[Work order]
Every entry below is to be copied exactly, with nothing omitted.

BEGIN Data extracts

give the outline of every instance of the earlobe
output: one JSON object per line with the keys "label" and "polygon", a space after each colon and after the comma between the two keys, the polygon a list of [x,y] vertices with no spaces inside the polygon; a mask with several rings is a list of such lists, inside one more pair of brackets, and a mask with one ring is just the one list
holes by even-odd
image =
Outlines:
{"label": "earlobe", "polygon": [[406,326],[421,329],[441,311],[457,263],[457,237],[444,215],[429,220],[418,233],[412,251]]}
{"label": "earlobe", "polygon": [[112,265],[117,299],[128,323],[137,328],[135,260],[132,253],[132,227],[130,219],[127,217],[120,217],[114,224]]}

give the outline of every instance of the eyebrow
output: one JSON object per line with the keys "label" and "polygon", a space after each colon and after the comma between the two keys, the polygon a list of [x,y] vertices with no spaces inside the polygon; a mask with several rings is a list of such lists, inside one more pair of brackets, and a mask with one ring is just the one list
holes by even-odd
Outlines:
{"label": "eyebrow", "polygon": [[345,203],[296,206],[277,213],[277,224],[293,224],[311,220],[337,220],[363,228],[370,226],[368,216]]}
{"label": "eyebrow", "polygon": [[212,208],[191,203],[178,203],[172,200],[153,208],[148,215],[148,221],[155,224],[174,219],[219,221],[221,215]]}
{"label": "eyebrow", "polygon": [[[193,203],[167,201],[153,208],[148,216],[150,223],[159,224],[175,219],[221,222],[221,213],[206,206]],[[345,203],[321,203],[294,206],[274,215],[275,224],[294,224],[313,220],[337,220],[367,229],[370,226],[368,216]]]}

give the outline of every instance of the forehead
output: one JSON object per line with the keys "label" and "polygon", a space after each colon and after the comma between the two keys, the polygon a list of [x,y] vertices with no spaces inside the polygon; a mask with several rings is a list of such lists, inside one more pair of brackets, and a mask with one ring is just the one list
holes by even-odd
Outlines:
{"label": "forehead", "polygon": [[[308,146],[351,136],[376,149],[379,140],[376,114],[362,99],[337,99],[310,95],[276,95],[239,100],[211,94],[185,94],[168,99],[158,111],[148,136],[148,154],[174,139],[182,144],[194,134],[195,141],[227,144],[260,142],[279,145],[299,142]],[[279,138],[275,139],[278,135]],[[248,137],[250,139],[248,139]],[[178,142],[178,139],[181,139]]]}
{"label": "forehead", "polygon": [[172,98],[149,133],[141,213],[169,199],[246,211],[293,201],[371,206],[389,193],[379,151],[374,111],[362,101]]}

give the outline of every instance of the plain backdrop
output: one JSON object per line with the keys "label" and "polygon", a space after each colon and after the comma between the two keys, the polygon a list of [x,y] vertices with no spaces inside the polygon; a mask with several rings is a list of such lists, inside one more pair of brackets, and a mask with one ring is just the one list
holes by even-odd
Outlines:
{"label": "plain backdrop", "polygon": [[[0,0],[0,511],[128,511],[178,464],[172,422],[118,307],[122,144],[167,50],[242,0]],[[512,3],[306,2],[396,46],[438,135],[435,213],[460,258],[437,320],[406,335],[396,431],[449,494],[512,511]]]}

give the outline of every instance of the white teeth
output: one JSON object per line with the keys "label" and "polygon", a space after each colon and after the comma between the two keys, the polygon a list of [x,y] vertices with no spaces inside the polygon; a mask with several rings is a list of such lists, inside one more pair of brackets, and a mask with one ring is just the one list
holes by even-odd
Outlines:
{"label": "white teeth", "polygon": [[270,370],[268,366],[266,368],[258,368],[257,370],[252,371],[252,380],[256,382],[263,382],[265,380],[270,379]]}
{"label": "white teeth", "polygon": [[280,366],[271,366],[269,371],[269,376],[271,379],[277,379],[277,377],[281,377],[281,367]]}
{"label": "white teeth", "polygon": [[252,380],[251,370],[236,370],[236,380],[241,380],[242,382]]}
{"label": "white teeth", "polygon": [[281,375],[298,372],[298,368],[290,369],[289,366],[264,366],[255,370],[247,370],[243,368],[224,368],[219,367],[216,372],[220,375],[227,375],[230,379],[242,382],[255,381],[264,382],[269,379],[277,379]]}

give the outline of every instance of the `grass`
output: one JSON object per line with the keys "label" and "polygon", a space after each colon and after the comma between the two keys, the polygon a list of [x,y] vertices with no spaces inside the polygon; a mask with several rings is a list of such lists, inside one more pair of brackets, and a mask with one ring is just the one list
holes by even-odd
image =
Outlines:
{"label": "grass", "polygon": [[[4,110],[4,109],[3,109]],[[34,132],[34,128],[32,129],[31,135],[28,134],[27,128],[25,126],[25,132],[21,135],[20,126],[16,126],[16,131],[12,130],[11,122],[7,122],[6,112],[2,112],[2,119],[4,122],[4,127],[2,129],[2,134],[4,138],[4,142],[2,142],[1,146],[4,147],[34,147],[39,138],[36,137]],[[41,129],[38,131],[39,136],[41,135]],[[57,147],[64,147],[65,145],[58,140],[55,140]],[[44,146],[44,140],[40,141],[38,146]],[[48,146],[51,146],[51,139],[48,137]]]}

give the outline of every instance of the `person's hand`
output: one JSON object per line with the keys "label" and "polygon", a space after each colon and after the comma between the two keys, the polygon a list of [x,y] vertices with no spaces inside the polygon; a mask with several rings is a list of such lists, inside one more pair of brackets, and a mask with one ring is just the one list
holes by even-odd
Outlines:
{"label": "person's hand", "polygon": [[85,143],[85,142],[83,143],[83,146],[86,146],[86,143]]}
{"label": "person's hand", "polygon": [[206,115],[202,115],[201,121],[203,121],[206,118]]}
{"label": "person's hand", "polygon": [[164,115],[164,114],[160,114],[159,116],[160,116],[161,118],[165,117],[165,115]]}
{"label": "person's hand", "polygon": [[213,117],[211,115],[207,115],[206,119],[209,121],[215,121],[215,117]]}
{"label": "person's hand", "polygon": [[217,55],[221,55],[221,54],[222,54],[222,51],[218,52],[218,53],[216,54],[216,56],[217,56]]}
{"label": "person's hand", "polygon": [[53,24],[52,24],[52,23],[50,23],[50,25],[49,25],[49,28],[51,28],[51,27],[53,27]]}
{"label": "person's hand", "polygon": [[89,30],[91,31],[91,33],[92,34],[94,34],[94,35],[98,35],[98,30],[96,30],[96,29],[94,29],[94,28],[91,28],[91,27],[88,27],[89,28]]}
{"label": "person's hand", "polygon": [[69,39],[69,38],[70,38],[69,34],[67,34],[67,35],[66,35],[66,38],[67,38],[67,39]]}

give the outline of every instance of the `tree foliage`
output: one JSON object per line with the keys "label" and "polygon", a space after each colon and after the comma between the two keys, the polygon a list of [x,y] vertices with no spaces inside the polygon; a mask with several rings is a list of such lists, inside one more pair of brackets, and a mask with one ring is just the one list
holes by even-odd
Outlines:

END Data extracts

[Response]
give the outline of every instance of the earlobe
output: one JSON object per line with the keys "label" and "polygon", a space after each colon and after the comma between the two keys, the polygon a list of [x,y] vertices with no spaces inside the polygon; a mask with several rings is a list of such lists, inside one more pair of brackets, and a mask with one ring is just the one list
holes by even-odd
image =
Outlines:
{"label": "earlobe", "polygon": [[406,326],[421,329],[441,311],[457,263],[457,237],[444,215],[429,220],[418,233],[412,251]]}
{"label": "earlobe", "polygon": [[112,265],[117,299],[128,323],[137,328],[135,260],[132,253],[132,227],[130,219],[127,217],[120,217],[114,224]]}

give the outline of every instance of the eyebrow
output: one JSON object per line with the keys "label" and "polygon", a space after each colon and after the comma between the two keys, the polygon a list of [x,y] vertices with no spaces inside the polygon; a mask with several rings is a list of such lists, inside one more pair of brackets, and a mask with one ring is just the one list
holes by even-odd
Outlines:
{"label": "eyebrow", "polygon": [[345,203],[296,206],[277,213],[277,224],[293,224],[311,220],[337,220],[363,228],[370,226],[368,216]]}
{"label": "eyebrow", "polygon": [[212,208],[191,203],[178,203],[172,200],[153,208],[148,215],[148,221],[155,224],[174,219],[219,221],[221,215]]}
{"label": "eyebrow", "polygon": [[[193,203],[167,201],[153,208],[148,216],[150,223],[159,224],[175,219],[221,222],[221,213],[206,206]],[[345,203],[321,203],[294,206],[274,215],[275,224],[294,224],[313,220],[337,220],[367,229],[370,226],[368,216]]]}

give the outline of every instance of the forehead
output: one JSON object per line with the keys "label" and "polygon", a space after each colon and after the comma between the two keys, the polygon a list of [x,y] vertices with no spaces inside the polygon; a mask with several rings is a list of such lists, inside one more pair of brackets, and a mask with one ring is just the one list
holes by even-odd
Outlines:
{"label": "forehead", "polygon": [[[308,146],[351,136],[376,149],[379,140],[376,114],[362,99],[337,99],[310,95],[276,95],[239,100],[211,94],[185,94],[168,99],[158,111],[148,136],[148,154],[174,139],[182,144],[194,134],[195,141],[227,144],[260,142],[279,145],[299,142]],[[279,138],[275,139],[278,135]],[[248,137],[250,139],[248,139]],[[178,142],[178,139],[181,139]]]}
{"label": "forehead", "polygon": [[172,98],[149,133],[141,213],[169,199],[246,211],[293,201],[371,206],[389,193],[379,151],[374,111],[362,101]]}

give the outline of every instance of the plain backdrop
output: one JSON object per line with the keys "label" and "polygon", a space after each colon and after the comma between the two keys, the polygon a list of [x,y] vertices with no spaces inside the polygon; a mask with several rings is a list of such lists, inside one more pair of brackets, and a mask with one ring is just the one list
holes by even-odd
Outlines:
{"label": "plain backdrop", "polygon": [[[0,0],[0,511],[128,511],[178,464],[172,422],[118,307],[122,144],[167,50],[242,0]],[[512,3],[306,2],[396,46],[438,135],[435,213],[460,258],[437,320],[406,335],[396,431],[449,494],[512,511]]]}

give the outline of every instance of the white teeth
output: one JSON object per line with the keys "label" and "polygon", a space after each colon and after the comma between the two keys, the polygon a list of [x,y] vertices with no spaces inside the polygon; a mask with several rings is a list of such lists, inside one more pair of brackets, and a mask with one ring is just the one list
holes by even-odd
Outlines:
{"label": "white teeth", "polygon": [[270,370],[268,366],[266,368],[258,368],[257,370],[252,371],[252,380],[256,382],[263,382],[265,380],[270,379]]}
{"label": "white teeth", "polygon": [[280,366],[271,366],[269,371],[269,376],[271,379],[277,379],[277,377],[281,377],[281,367]]}
{"label": "white teeth", "polygon": [[252,380],[251,370],[236,370],[236,380],[241,380],[242,382]]}
{"label": "white teeth", "polygon": [[281,375],[298,372],[298,368],[290,369],[289,366],[264,366],[255,370],[247,370],[243,368],[224,368],[219,367],[216,372],[220,375],[227,375],[230,379],[242,382],[255,381],[264,382],[269,379],[277,379]]}

give the outline of every instance of the `grass`
output: one JSON object per line with the keys "label" and "polygon", a space after each colon and after the comma between the two keys, the polygon a list of [x,y] vertices with no spaces inside the polygon; a mask with several rings is a list of such lists, inside one more pair of brackets, and a mask with one ring is just the one list
holes by even-odd
image =
Outlines:
{"label": "grass", "polygon": [[[4,110],[4,109],[3,109]],[[34,132],[34,128],[32,129],[31,135],[28,134],[27,128],[25,126],[25,132],[21,135],[20,126],[16,126],[16,131],[12,130],[11,122],[7,122],[6,112],[2,112],[2,119],[4,122],[4,127],[2,129],[2,134],[4,138],[4,142],[2,142],[1,146],[4,147],[34,147],[39,138],[36,137]],[[41,129],[38,131],[39,136],[41,135]],[[57,147],[64,147],[65,145],[58,140],[55,140]],[[44,146],[44,140],[40,141],[38,146]],[[48,146],[51,146],[51,139],[48,137]]]}

give the outline of every instance of the `person's hand`
output: one JSON object per line with the keys "label" and "polygon", a space after each colon and after the comma between the two keys, the polygon a list of [x,y] vertices with no spaces inside the polygon; a mask with several rings is a list of such lists, inside one more pair of brackets, and a mask with one ring is just the one list
holes by even-odd
Outlines:
{"label": "person's hand", "polygon": [[85,143],[85,142],[83,143],[83,146],[86,146],[86,143]]}
{"label": "person's hand", "polygon": [[206,115],[202,115],[201,121],[203,121],[206,118]]}
{"label": "person's hand", "polygon": [[164,115],[164,114],[160,114],[159,116],[160,116],[161,118],[165,117],[165,115]]}
{"label": "person's hand", "polygon": [[213,117],[211,115],[207,115],[206,119],[209,121],[215,121],[215,117]]}
{"label": "person's hand", "polygon": [[217,55],[221,55],[221,54],[222,54],[222,51],[218,52],[218,53],[216,54],[216,56],[217,56]]}
{"label": "person's hand", "polygon": [[53,24],[52,24],[52,23],[50,23],[50,25],[49,25],[49,28],[51,28],[51,27],[53,27]]}
{"label": "person's hand", "polygon": [[89,30],[91,31],[91,33],[92,34],[94,34],[94,35],[98,35],[98,30],[96,30],[96,29],[94,29],[94,28],[91,28],[91,27],[88,27],[89,28]]}
{"label": "person's hand", "polygon": [[69,39],[69,38],[70,38],[69,34],[67,34],[67,35],[66,35],[66,38],[67,38],[67,39]]}

give the outline of every instance of the `tree foliage`
output: one JSON object per line with the keys "label" and "polygon", a space after each colon and after the comma between the two keys, the polygon a list of [x,y] vertices with no spaces inside the polygon; a mask with several rings is a list of such lists, inside one more pair of brackets, and a mask with one ring is just the one list
holes by even-odd
Outlines:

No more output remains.